— DOCUMENTO DE ORIGEM —
***
O premiê israelense Binyamin Netanyahu foi recepcionado na terça-feira, 4, por Donald Trump na Casa Branca, o primeiro líder estrangeiro recebido no atual mandato do presidente dos EUA. Pela terceira semana seguida, a coluna precisa comentar declarações ou ações de Trump, dada sua repercussão. Agora, declarações que pregam pela expulsão dos palestinos do território da Faixa de Gaza e basicamente defendem um processo de limpeza étnica.
O presidente dos EUA falou abertamente que todos os palestinos deveriam sair de Gaza “permanentemente” e que os EUA podem “assumir” o território, algo que não foi discutido com nenhum outro país, aparentemente. As reações de Netanyahu chegam a indicar certa surpresa ao ouvir isso, mas não se deve duvidar da possibilidade de ser jogo de cena de um político astuto e veterano como Netanyahu. Sim, astuto. Netanyahu, por mais detestável que alguém ache que o acusado pelo TPI é, domina a política israelense desde a década de 1990. Uma pessoa intelectualmente limitada ou ingênua não conseguiria isso.
Netanyahu sabe que tais declarações de Trump ao seu lado renderão frutos domésticos com setores da política israelense, especialmente com a extrema-direita religiosa, descontente com o cessar-fogo imposto por Trump. Ao defender seu plano de “limpar a coisa toda” e construir resorts em Gaza, Trump afirmou, mais de uma vez, que Jordânia e Egito deveriam receber os palestinos do território, uma população que gira em torno de um milhão e meio a dois milhões de pessoas. É impossível saber quantas pessoas estão em Gaza hoje, com o enorme volume de bombardeios, de mortes diretas e indiretas e de pessoas que fugiram do território.

Lideranças políticas israelenses como Itamar Ben-Gvir e Daniella Weiss já defenderam abertamente esse plano de expulsão, que não é algo original da cabeça de Trump. Em primeiro lugar, é necessário deixar explícito que isso possui nome, limpeza étnica. Não que hoje o tal Direito Internacional tenha muita credibilidade. Essa proposta também é baseada numa perspectiva orientalista e racista de que árabes seriam todos iguais. É como se não existissem diferenças regionais e Estados nacionais soberanos e distintos, muitas vezes rivais.
Mesmo que se queira ignorar tais questões, uma visão realista do cenário político internacional mostra que tal plano seria um fracasso. Tanto a ditadura militar egípcia quanto a monarquia jordaniana não querem e não podem arcar com esse mais de milhão de pessoas. Ambos os regimes possuem na Irmandade Muçulmana um inimigo interno. Desse grupo surgiu o Hamas. Receber um grande fluxo de palestinos de Gaza fortaleceria a Irmandade Muçulmana, que poderia acusar esses governos de colaborarem com Israel ou de serem coniventes com uma limpeza étnica.

Ambos os países também vivem em profunda crise econômica. A combinação de pandemia, invasão da Ucrânia e conflito minaram a economia egípcia, dependente do turismo, da importação de alimentos e do trânsito no canal de Suez. A indústria do turismo, por exemplo, era responsável por 11% do PIB egípcio e por 14% das divisas fortes em números pré-pandemia. O país já corre sérios riscos de intensas convulsões sociais. A Jordânia mal possui água, um dos países mais secos do mundo, e as lembranças do Setembro Negro de 1970 ainda ecoam.
***
— REGISTROS LISTADOS —
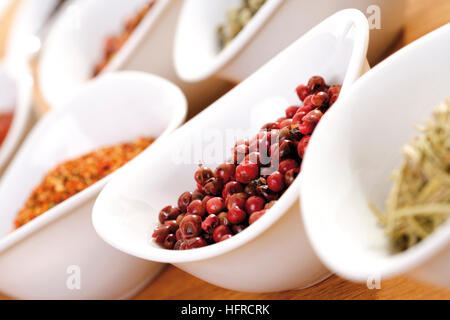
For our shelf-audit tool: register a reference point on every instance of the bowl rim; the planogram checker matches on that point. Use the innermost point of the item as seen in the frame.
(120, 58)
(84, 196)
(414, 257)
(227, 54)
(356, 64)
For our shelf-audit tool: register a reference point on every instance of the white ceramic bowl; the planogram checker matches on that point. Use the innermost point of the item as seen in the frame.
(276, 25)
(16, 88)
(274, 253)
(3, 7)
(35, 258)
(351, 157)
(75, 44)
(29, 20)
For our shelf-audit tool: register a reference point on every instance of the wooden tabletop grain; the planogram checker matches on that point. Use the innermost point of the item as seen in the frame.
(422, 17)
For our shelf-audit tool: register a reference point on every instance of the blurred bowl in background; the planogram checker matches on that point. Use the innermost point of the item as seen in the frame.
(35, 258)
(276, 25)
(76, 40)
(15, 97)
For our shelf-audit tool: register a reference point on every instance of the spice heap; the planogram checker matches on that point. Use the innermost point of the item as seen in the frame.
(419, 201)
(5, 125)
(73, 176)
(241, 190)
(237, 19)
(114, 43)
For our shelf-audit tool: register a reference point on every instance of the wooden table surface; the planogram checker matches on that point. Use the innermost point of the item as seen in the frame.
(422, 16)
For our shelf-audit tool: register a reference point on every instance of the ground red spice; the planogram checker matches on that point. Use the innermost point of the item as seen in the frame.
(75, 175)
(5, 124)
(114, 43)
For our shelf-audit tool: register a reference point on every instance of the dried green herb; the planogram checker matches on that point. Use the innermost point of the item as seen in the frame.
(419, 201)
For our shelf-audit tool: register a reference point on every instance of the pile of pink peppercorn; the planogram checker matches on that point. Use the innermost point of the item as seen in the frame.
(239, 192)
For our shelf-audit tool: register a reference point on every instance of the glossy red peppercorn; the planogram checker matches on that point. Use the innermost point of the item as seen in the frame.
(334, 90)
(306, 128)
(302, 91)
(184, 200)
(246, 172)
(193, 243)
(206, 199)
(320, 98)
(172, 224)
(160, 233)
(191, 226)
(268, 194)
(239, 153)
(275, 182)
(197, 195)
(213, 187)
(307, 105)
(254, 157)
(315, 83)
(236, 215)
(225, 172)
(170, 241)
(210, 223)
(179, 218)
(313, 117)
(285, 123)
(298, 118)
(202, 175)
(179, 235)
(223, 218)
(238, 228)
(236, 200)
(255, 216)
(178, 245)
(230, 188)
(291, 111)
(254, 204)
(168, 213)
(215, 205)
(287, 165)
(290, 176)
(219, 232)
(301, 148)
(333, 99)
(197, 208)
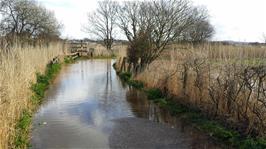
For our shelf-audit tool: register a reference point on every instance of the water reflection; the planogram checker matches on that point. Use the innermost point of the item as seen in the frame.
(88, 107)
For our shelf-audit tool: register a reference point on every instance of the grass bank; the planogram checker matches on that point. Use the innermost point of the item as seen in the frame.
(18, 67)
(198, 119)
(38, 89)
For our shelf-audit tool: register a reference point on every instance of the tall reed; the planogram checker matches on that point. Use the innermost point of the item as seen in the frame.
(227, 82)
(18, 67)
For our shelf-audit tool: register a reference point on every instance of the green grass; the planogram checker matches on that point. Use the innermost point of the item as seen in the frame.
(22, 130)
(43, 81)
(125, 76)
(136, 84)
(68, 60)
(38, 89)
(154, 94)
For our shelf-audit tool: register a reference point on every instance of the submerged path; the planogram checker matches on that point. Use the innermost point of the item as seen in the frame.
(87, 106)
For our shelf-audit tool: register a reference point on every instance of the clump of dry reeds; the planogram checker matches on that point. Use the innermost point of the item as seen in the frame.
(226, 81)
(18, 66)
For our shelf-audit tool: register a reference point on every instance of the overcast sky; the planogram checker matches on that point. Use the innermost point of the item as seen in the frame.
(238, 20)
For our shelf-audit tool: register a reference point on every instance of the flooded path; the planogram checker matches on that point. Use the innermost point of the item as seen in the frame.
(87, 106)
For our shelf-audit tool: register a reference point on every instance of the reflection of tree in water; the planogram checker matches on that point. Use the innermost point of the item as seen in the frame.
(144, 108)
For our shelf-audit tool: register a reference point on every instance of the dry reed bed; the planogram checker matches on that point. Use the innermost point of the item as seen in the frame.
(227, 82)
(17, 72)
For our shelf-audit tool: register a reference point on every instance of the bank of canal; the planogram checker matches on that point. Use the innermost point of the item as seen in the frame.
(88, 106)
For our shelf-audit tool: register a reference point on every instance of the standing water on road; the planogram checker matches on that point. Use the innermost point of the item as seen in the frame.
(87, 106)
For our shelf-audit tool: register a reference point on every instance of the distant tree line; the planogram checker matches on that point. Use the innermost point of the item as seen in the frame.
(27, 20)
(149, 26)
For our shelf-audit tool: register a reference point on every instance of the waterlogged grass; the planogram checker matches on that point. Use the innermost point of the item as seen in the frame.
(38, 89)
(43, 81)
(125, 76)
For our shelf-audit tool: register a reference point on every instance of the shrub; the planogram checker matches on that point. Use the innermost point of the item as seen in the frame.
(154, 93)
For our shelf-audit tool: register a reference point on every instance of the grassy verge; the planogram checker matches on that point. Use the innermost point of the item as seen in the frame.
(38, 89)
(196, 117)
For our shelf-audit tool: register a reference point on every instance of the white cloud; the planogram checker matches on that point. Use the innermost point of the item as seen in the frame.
***
— OBJETIVO DA TAREFA —
Reescreva o trecho do texto sobre Gaza entre "Netanyahu sabe que" e "fugiram do território.", inclusive, substituindo "resorts" por "hotéis".

— RESPOSTA DA TAREFA —
Netanyahu sabe que tais declarações de Trump ao seu lado renderão frutos domésticos com setores da política israelense, especialmente com a extrema-direita religiosa, descontente com o cessar-fogo imposto por Trump. Ao defender seu plano de “limpar a coisa toda” e construir hotéis em Gaza, Trump afirmou, mais de uma vez, que Jordânia e Egito deveriam receber os palestinos do território, uma população que gira em torno de um milhão e meio a dois milhões de pessoas. É impossível saber quantas pessoas estão em Gaza hoje, com o enorme volume de bombardeios, de mortes diretas e indiretas e de pessoas que fugiram do território.